- _WHAT YOU NEED TO DO_
The lines to be copied run from the one containing "[point] corrugated metal" to the end of the material below; reproduce them exactly, including both ends, and nothing more.

- _EXTRACTED ENTRIES_
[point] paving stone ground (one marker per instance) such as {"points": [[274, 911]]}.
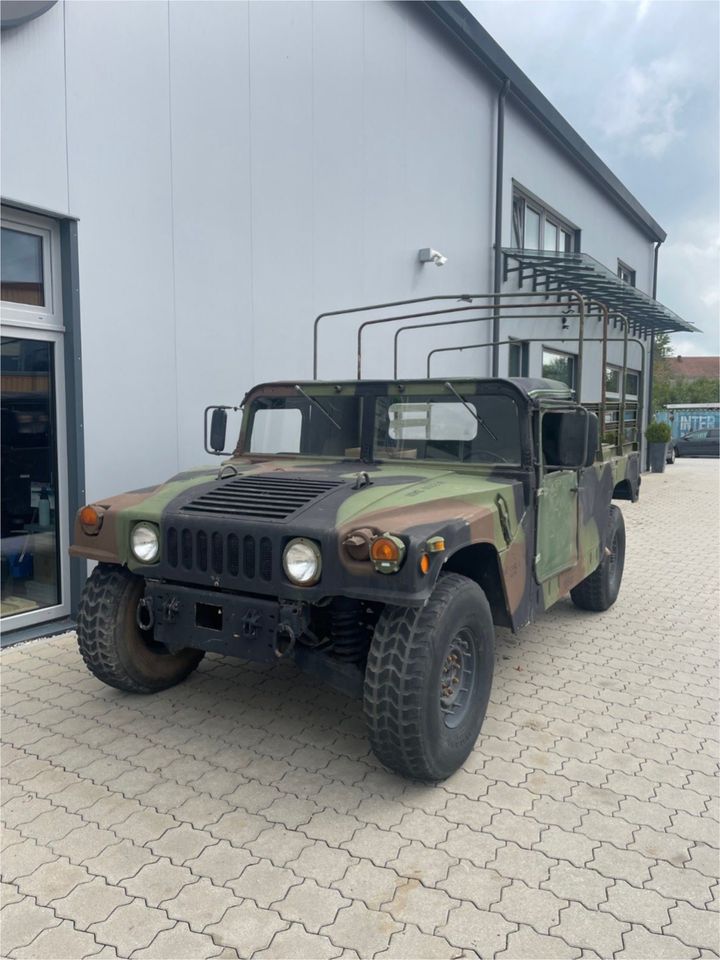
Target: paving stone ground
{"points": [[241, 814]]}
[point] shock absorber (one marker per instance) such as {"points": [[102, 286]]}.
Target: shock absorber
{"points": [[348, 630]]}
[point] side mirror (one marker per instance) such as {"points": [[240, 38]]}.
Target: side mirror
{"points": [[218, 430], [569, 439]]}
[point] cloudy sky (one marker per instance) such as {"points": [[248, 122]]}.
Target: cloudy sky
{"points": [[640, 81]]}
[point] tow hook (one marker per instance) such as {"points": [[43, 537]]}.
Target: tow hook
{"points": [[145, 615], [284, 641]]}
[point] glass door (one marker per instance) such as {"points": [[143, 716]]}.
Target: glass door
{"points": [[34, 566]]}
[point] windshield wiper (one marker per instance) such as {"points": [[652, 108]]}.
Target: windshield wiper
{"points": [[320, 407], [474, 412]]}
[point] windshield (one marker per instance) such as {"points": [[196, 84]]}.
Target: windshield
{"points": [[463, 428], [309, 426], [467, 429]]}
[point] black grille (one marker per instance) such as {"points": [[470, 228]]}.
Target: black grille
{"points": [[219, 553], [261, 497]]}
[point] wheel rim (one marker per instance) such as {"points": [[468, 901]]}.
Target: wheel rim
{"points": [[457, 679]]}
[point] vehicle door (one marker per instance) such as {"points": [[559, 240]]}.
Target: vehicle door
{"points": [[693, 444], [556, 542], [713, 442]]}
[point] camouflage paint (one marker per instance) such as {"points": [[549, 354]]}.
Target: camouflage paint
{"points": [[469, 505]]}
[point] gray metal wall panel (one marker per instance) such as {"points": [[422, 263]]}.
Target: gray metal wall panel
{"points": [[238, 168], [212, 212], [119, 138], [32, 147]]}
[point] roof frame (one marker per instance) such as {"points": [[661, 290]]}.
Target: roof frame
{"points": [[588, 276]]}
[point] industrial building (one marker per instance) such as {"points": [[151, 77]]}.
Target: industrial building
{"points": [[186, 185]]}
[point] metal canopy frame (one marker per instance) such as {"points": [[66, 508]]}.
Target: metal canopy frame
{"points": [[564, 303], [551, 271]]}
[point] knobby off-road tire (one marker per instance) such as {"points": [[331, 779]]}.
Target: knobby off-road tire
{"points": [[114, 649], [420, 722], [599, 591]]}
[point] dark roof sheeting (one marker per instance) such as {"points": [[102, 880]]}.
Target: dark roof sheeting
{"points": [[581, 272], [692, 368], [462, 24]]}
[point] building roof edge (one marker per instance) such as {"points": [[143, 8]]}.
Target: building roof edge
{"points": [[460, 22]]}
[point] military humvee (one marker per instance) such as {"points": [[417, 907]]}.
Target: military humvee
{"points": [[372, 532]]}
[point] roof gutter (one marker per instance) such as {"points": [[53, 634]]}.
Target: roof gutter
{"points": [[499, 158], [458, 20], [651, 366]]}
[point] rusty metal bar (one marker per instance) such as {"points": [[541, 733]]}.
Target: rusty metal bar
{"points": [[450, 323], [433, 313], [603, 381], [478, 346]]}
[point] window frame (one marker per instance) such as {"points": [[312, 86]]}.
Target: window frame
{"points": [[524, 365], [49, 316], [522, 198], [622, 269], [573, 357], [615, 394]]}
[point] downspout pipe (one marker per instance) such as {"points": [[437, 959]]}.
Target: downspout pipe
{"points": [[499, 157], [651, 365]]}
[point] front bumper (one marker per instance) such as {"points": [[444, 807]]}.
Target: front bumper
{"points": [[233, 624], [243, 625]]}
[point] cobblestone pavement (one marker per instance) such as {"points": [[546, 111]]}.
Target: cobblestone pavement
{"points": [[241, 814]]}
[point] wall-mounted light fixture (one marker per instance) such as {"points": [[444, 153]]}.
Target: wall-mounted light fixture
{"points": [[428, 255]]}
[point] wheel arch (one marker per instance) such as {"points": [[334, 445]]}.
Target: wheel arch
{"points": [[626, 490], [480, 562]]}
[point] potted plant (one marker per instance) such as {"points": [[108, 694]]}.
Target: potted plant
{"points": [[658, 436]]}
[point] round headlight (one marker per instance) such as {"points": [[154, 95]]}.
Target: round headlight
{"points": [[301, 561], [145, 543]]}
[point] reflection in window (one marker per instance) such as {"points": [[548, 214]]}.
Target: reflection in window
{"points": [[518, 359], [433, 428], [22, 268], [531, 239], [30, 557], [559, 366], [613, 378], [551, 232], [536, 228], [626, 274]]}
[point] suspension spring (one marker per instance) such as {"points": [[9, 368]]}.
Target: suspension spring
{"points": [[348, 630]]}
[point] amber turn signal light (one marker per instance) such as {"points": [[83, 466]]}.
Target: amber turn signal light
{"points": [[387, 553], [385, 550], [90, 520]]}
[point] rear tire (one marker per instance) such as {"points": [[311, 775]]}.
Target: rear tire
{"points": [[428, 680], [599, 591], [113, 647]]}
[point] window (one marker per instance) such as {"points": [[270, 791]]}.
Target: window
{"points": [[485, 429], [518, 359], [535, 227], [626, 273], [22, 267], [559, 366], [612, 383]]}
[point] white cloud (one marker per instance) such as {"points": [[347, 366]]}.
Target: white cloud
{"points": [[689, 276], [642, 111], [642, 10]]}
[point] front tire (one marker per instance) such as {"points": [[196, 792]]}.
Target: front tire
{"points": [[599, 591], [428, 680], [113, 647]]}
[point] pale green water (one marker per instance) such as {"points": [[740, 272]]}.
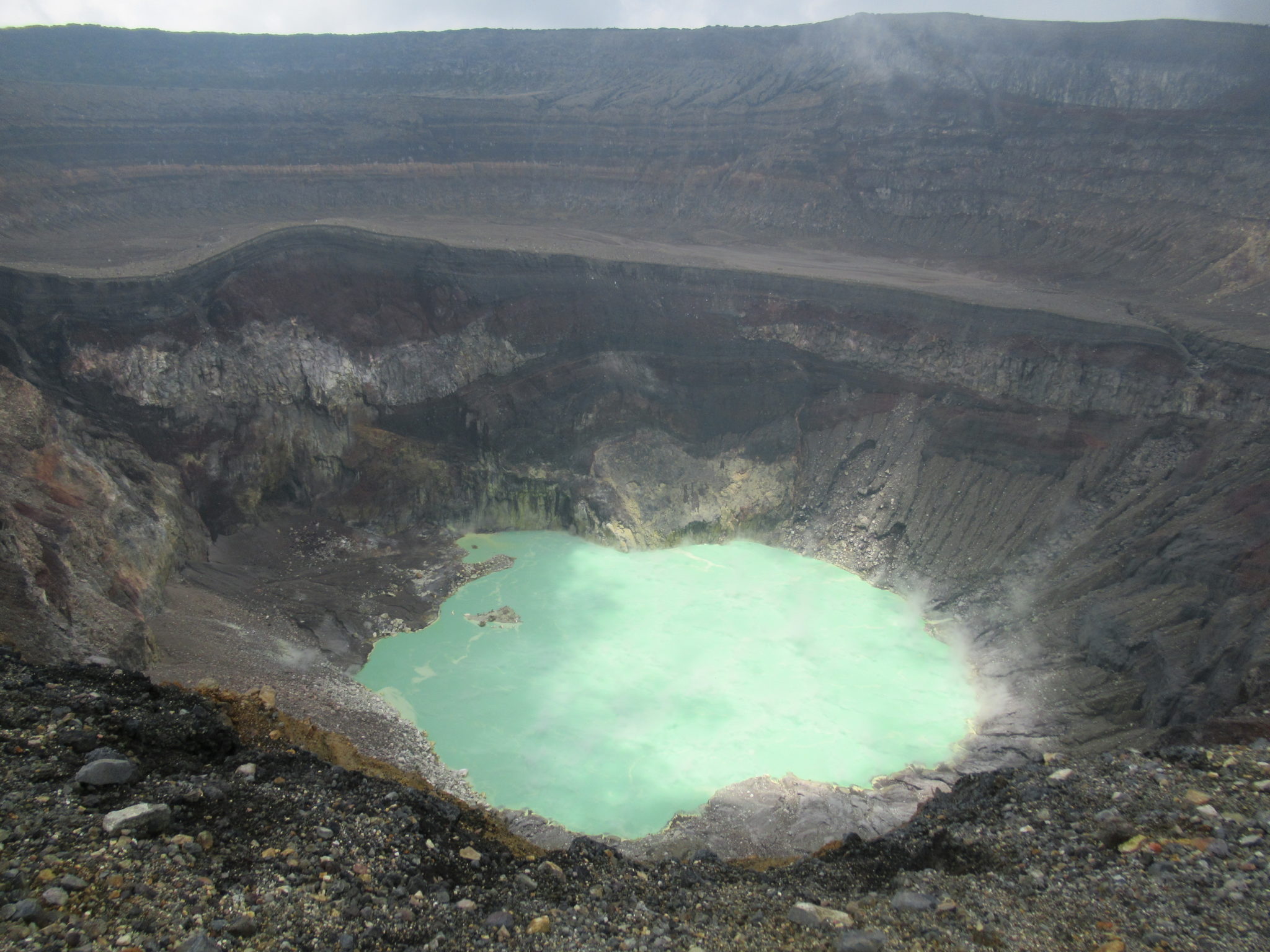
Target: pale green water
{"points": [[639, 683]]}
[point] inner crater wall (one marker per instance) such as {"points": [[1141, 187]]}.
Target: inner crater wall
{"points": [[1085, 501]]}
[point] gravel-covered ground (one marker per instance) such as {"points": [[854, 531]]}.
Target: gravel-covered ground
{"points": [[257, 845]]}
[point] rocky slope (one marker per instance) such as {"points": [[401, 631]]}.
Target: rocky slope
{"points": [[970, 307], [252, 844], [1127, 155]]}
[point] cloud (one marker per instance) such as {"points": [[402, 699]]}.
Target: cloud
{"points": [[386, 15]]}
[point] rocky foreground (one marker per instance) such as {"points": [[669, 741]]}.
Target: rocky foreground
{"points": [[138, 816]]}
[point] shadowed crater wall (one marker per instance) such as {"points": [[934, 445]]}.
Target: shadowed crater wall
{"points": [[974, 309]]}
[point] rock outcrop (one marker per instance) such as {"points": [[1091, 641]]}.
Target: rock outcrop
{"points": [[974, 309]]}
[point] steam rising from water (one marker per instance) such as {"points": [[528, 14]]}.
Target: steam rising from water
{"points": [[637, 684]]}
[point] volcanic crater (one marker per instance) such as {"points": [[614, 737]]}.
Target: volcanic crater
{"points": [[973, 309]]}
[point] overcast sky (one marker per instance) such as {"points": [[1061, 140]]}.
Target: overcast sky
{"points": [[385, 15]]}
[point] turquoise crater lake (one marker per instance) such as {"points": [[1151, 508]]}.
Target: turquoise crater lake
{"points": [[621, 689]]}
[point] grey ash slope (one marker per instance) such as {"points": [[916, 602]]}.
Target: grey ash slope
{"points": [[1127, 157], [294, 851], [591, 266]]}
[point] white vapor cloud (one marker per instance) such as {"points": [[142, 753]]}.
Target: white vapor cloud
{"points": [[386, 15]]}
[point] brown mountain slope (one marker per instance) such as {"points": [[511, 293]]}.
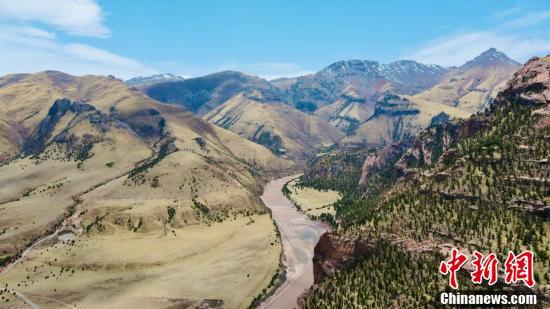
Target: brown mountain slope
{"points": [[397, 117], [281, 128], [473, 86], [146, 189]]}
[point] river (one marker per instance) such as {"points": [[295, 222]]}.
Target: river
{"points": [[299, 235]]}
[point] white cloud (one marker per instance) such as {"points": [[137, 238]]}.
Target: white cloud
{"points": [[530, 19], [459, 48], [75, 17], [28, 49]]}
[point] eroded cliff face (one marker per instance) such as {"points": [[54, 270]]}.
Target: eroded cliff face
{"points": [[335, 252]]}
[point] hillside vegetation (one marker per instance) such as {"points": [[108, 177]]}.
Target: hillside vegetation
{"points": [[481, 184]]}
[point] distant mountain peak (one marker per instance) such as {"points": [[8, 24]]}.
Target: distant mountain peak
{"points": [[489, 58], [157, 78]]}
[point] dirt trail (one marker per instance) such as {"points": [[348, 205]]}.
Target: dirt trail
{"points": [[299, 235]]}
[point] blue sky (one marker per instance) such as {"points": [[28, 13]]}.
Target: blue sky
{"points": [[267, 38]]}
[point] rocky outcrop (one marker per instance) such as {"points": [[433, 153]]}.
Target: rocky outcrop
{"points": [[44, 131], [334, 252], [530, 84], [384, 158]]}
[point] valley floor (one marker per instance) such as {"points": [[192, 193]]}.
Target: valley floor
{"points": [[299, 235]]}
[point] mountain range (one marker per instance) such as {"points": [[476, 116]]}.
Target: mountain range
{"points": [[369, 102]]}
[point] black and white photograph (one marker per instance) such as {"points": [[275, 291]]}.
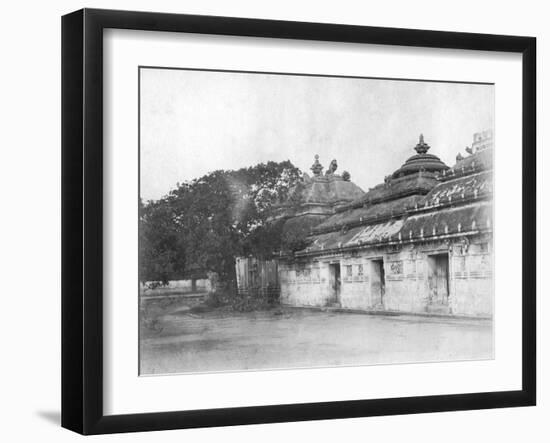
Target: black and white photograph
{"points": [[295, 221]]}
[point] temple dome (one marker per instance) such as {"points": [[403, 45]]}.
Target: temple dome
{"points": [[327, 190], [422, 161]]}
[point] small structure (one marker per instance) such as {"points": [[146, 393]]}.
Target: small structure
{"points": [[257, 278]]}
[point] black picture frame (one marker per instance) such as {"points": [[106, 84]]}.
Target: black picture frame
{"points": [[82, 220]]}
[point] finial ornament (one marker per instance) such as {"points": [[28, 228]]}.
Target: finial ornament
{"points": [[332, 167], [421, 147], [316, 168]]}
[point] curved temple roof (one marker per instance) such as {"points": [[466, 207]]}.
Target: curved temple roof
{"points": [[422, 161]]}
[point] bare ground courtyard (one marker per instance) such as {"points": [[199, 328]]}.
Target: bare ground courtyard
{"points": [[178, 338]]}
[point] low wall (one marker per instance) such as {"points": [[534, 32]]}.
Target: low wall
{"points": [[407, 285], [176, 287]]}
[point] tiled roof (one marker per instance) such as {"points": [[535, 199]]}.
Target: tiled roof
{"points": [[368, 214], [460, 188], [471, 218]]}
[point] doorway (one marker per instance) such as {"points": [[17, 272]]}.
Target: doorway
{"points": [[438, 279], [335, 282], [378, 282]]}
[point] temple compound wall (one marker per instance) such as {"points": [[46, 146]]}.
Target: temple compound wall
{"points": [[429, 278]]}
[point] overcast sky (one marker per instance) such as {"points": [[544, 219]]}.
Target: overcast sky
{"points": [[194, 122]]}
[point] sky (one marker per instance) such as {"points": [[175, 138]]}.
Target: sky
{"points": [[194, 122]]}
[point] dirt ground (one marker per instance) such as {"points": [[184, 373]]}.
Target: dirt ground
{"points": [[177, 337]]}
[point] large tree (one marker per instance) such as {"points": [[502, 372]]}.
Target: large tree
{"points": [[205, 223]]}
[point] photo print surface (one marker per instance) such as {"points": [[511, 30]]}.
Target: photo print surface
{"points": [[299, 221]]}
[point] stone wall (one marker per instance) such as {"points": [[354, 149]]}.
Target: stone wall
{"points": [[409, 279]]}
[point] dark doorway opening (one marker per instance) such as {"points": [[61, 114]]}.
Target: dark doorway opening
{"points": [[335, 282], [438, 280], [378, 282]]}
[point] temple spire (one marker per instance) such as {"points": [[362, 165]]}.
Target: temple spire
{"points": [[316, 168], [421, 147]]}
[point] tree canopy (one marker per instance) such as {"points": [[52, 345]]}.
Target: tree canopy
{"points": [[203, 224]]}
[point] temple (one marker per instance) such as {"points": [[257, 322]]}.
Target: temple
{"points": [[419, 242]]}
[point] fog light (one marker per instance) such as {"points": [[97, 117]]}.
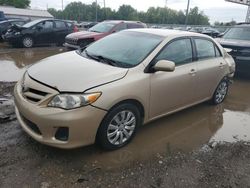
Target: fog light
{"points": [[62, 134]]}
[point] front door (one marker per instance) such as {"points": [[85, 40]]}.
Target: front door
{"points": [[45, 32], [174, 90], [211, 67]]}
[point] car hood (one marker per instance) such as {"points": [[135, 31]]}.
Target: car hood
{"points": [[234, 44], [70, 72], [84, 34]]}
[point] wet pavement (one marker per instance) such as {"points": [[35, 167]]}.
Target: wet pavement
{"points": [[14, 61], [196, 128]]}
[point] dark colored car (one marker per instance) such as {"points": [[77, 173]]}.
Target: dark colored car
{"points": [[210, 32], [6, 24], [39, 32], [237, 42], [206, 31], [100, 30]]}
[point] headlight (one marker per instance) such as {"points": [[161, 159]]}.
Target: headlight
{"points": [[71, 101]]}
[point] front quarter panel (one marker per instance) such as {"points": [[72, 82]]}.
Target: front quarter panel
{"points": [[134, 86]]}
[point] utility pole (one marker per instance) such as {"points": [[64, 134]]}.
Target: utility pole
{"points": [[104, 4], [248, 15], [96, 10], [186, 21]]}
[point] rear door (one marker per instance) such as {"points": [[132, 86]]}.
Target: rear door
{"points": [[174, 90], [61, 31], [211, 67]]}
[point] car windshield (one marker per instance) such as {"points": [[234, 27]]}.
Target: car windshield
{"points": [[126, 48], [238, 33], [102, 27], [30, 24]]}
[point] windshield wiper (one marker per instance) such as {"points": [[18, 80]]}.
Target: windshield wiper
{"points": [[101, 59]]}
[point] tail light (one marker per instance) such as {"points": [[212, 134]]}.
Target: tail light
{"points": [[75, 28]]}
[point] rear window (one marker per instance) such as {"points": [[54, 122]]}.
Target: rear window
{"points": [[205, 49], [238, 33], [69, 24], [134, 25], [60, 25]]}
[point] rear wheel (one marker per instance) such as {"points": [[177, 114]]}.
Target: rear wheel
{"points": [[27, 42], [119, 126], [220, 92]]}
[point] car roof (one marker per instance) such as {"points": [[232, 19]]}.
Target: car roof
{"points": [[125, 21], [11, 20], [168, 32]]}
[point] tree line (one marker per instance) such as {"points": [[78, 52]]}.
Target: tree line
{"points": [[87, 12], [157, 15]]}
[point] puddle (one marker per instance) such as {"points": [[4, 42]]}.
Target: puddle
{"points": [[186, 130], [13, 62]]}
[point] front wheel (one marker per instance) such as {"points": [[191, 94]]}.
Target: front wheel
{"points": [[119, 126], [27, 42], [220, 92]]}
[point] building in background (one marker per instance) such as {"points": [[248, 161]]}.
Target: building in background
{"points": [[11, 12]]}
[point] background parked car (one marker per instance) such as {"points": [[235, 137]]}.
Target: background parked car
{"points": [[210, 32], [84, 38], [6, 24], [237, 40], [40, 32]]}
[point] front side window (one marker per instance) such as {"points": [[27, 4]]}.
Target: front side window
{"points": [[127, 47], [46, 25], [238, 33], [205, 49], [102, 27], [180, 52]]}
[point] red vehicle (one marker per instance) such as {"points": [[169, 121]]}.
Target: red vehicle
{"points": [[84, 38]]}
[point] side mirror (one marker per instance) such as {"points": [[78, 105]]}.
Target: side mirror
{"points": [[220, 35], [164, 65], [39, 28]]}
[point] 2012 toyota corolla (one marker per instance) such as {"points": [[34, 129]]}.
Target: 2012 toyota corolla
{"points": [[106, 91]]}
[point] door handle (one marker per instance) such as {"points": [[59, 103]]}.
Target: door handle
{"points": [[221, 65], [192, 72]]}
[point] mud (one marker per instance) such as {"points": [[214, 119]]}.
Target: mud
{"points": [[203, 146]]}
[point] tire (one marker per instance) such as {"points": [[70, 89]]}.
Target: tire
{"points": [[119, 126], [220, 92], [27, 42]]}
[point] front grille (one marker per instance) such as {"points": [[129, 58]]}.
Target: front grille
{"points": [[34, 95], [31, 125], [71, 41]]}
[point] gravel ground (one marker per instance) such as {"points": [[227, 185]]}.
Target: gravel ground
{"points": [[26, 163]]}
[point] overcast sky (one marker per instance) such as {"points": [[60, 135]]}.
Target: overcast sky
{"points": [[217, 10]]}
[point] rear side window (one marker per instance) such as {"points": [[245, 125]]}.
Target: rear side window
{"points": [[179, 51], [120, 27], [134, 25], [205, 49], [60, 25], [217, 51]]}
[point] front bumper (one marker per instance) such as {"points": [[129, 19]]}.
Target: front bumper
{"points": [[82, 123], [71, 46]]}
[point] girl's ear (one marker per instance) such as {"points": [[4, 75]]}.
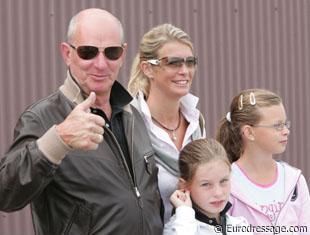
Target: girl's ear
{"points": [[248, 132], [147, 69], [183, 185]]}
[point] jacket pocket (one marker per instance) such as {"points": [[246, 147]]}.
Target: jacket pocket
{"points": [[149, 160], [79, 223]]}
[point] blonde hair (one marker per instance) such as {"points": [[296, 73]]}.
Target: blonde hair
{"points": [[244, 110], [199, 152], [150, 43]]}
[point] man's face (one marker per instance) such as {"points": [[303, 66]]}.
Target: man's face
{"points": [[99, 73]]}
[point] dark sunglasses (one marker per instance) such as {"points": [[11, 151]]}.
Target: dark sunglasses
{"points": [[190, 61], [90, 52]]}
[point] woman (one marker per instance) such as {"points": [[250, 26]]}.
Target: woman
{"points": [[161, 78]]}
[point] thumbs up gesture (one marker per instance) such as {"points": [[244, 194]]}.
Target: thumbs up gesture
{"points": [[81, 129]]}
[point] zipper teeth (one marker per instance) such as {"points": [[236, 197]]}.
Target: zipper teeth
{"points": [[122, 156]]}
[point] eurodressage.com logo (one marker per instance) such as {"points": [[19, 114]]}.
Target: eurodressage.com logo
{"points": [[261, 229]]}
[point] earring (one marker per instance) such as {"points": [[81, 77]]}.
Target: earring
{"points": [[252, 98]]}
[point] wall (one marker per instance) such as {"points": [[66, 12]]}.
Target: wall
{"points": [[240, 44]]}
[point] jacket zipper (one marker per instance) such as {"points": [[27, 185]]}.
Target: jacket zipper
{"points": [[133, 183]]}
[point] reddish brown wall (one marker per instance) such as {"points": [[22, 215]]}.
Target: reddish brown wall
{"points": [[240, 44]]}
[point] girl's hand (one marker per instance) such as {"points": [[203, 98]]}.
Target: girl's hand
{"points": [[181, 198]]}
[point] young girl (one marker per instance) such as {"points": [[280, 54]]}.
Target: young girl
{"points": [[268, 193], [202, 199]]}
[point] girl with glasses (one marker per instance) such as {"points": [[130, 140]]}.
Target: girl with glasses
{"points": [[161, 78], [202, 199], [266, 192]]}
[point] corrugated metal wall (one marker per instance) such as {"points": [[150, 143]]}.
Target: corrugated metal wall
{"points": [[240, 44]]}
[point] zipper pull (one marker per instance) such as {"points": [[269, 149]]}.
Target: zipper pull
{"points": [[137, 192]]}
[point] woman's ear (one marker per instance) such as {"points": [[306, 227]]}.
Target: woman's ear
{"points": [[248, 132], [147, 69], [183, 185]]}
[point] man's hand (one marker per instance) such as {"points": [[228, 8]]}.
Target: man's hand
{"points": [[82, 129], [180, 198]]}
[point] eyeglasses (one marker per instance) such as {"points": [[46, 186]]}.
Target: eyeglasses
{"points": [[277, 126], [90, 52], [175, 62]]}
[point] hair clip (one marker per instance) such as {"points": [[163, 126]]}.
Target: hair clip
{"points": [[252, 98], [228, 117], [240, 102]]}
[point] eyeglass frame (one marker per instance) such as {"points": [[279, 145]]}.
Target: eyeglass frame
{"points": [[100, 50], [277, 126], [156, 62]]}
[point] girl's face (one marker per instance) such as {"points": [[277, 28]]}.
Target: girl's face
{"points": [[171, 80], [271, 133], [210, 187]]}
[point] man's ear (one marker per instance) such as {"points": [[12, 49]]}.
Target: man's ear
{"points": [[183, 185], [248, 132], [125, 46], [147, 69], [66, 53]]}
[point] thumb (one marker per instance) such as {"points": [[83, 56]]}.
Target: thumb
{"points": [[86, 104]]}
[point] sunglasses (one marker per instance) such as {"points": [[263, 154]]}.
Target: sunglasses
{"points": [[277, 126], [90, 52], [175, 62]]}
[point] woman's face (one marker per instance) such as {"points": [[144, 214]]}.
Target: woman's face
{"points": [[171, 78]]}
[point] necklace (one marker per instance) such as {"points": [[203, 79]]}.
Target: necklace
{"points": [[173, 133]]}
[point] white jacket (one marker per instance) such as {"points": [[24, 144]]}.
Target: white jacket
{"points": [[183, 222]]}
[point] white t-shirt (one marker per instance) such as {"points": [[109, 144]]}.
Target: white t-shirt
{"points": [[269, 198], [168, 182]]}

- _SOLUTION_
[point] corrugated metal wall (one marker per instance) such as {"points": [[150, 143]]}.
Target: corrugated metal wall
{"points": [[240, 44]]}
[point] zipper pull (one marker per instance) such as {"points": [[269, 149]]}.
Target: zipper pull
{"points": [[137, 192]]}
[point] woman's ear (one marker per instance) such as {"points": [[306, 227]]}.
Target: woman's ear
{"points": [[248, 132], [147, 69], [183, 185]]}
[point] man's hand (one marker per instance) such as {"points": [[228, 8]]}.
Target: man's hand
{"points": [[82, 129], [180, 198]]}
[point] eyeglasses (one marker per instance) such as {"points": [[46, 186]]}.
Target: eyeglasses
{"points": [[277, 126], [90, 52], [175, 62]]}
[point] hair clip (one marker per instance) such as {"points": [[163, 126]]}.
Target: hair clip
{"points": [[252, 98], [228, 117], [240, 102]]}
[point] eyeglass frame (one marker per instance) such as {"points": [[279, 145]]}.
Target: eyeglass frame
{"points": [[100, 50], [277, 126], [156, 62]]}
[point] girl's face (one marker per instance) such as {"points": [[277, 28]]}.
Target: girl's face
{"points": [[171, 80], [271, 133], [210, 187]]}
[point] man's ear (one marker per instance) such as {"points": [[12, 49]]}.
Target: man's ear
{"points": [[183, 185], [248, 132], [125, 46], [147, 69], [66, 53]]}
[point] thumb (one marker per instance) such as {"points": [[83, 56]]}.
Target: thumb
{"points": [[86, 104]]}
[point] sunglasses (one marker per instance) such as {"points": [[263, 154]]}.
Target: sunglasses
{"points": [[277, 126], [90, 52], [175, 62]]}
[point] woman's face (one marker per instance) such as {"points": [[144, 214]]}.
Target: woman's face
{"points": [[171, 78]]}
[point] necklace (one marker per instance) such as {"points": [[203, 79]]}.
Target: necklace
{"points": [[173, 133]]}
[point] white jacket (one marker per instance) such as {"points": [[24, 144]]}.
Target: white jacket
{"points": [[183, 222]]}
[point] white t-shirt (one marker per instance) such as {"points": [[109, 144]]}.
Target: white t-shirt
{"points": [[269, 198], [168, 182]]}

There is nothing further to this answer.